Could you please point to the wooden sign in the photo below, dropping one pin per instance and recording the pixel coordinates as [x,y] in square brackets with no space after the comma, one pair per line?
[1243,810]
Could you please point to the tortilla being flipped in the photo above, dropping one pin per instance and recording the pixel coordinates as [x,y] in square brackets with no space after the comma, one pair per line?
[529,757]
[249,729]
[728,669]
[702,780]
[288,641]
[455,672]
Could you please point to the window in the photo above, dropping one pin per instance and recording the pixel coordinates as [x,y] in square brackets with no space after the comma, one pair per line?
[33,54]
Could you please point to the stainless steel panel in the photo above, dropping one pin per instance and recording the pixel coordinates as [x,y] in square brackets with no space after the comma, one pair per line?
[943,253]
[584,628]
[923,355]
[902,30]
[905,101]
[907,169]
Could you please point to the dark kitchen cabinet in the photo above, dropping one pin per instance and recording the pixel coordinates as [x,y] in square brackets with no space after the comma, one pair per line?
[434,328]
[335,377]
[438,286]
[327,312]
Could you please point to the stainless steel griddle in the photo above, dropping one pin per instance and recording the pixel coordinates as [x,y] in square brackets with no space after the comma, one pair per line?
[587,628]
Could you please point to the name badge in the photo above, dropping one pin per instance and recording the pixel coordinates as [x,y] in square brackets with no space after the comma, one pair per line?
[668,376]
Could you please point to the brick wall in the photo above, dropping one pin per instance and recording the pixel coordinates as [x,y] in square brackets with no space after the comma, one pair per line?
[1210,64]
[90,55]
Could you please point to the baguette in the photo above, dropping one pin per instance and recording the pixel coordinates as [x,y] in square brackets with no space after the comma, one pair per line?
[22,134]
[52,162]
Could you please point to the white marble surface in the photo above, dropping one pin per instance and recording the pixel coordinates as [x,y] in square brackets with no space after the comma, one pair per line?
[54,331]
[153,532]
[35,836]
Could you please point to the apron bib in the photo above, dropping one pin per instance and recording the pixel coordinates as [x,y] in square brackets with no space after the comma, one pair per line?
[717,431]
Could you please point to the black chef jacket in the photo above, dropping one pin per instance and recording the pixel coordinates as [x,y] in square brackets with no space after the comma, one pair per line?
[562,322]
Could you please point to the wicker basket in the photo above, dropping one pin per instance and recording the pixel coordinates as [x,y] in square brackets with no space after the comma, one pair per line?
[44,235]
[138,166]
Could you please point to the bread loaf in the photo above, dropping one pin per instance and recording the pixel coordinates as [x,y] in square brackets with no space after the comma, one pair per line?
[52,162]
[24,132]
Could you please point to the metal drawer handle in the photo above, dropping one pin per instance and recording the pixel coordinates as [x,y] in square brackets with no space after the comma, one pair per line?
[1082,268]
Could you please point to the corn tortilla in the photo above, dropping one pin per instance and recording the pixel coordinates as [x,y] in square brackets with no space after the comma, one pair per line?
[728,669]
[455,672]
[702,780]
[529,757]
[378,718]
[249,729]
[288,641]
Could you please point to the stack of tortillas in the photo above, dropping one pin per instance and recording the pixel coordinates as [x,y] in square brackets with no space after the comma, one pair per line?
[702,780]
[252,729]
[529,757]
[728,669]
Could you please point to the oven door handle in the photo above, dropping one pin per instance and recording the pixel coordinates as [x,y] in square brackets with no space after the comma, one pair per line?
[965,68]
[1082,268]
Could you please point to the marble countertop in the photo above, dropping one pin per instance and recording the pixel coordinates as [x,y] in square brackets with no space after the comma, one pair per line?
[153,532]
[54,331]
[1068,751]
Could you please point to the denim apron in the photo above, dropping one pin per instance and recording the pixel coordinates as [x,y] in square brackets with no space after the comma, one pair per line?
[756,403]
▬▬▬▬▬▬▬▬▬▬
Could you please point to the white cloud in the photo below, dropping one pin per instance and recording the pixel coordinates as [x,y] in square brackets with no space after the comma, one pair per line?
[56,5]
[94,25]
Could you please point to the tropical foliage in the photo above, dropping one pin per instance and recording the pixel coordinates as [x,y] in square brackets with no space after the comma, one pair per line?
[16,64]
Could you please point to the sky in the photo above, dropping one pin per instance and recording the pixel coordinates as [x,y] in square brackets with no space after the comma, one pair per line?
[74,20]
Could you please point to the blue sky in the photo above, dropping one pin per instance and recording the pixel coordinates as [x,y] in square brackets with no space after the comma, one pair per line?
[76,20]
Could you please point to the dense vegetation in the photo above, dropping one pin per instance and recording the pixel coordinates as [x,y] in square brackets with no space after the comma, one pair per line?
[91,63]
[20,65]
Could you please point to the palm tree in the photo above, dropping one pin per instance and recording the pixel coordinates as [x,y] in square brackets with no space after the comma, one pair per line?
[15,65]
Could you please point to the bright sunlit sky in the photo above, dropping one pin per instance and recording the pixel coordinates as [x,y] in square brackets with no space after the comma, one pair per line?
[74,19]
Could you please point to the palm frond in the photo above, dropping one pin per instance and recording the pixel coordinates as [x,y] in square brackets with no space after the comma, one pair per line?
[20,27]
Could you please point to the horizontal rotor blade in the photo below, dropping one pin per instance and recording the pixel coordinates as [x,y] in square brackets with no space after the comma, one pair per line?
▬▬▬▬▬▬▬▬▬▬
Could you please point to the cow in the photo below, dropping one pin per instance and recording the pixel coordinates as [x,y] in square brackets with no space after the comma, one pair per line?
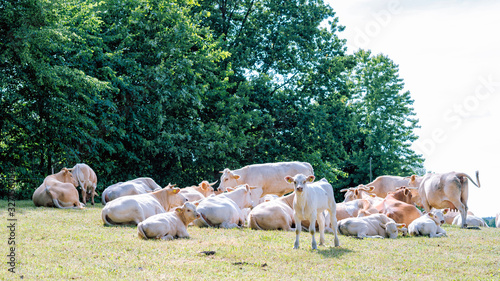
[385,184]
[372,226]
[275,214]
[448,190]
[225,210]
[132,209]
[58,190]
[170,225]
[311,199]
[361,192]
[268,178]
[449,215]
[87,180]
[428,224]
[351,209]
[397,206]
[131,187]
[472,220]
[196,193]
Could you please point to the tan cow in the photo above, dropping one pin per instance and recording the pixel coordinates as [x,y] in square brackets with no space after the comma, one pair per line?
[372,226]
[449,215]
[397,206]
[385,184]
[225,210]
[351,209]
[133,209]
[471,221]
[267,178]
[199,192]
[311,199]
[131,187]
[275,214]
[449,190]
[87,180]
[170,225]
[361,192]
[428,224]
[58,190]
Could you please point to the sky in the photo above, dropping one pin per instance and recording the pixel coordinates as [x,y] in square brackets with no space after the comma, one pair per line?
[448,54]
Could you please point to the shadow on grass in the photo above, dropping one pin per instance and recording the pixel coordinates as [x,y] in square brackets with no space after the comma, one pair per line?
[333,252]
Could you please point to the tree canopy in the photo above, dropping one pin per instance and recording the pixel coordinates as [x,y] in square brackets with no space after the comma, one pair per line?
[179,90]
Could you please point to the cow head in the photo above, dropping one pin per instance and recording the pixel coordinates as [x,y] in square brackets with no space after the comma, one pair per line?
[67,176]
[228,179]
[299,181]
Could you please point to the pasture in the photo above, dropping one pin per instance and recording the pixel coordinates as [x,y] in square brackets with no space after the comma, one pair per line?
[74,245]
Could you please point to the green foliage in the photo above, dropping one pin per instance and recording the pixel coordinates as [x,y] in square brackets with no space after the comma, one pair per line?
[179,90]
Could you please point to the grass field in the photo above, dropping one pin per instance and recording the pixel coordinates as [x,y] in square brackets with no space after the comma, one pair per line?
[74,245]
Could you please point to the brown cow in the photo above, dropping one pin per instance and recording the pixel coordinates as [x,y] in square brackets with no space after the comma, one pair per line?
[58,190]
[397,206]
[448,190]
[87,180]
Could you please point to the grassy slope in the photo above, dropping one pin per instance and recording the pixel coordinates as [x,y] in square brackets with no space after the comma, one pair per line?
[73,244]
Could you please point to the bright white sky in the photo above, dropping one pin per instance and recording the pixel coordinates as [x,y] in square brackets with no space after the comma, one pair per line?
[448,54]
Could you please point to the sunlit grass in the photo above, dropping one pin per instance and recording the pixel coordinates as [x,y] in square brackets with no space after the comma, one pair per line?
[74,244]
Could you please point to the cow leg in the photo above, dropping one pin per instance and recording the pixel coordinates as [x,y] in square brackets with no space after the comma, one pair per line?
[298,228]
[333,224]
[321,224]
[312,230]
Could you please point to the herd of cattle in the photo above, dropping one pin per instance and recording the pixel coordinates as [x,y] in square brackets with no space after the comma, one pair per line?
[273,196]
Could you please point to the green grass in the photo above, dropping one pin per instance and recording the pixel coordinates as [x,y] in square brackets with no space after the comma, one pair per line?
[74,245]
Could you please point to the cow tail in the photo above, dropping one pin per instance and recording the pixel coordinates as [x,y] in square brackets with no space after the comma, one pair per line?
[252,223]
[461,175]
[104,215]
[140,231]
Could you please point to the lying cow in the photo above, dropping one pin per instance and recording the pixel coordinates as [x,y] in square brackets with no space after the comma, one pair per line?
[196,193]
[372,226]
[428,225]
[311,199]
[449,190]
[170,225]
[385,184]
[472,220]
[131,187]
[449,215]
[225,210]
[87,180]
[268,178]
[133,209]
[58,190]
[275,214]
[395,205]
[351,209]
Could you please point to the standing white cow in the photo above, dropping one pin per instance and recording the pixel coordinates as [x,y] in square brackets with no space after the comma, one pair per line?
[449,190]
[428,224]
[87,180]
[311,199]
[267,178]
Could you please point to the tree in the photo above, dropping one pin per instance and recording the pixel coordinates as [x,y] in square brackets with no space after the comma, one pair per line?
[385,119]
▬▬▬▬▬▬▬▬▬▬
§ **Work item**: What you return should be exactly the lines above, starting at the one with "Could you please point to the dense" and ending at the one with "Could you please point to the horizontal", and nothing else.

§ **Result of the task**:
Could you please point to the dense vegetation in the photo above, dropping one pin per instance and recording the pixel coordinates as [x,y] in square brackets with no space after the comma, one pair per line?
[91,63]
[20,65]
Could you please point to the palm tree in the photo above, dropping one pin per instance and recording the pixel coordinates as [x,y] in square brackets with no space after the comma, one pair per line?
[15,65]
Could you please point to the bright sunlit sky in the photo above, dropping one pin per instance and recording the pixel coordinates as [x,y] in square brackets with no space after the comma, one pair per line?
[74,19]
Could you please point to the palm frond in the photo above, dropping one pin per instance and recording the pixel coordinates as [x,y] in square brackets with no space after the comma, one pair per line?
[20,27]
Could you please point to the horizontal rotor blade in the photo below, dropping one pin per instance and recording the pixel coordinates as [x,y] in square brackets with no space after the comma, one pair per line?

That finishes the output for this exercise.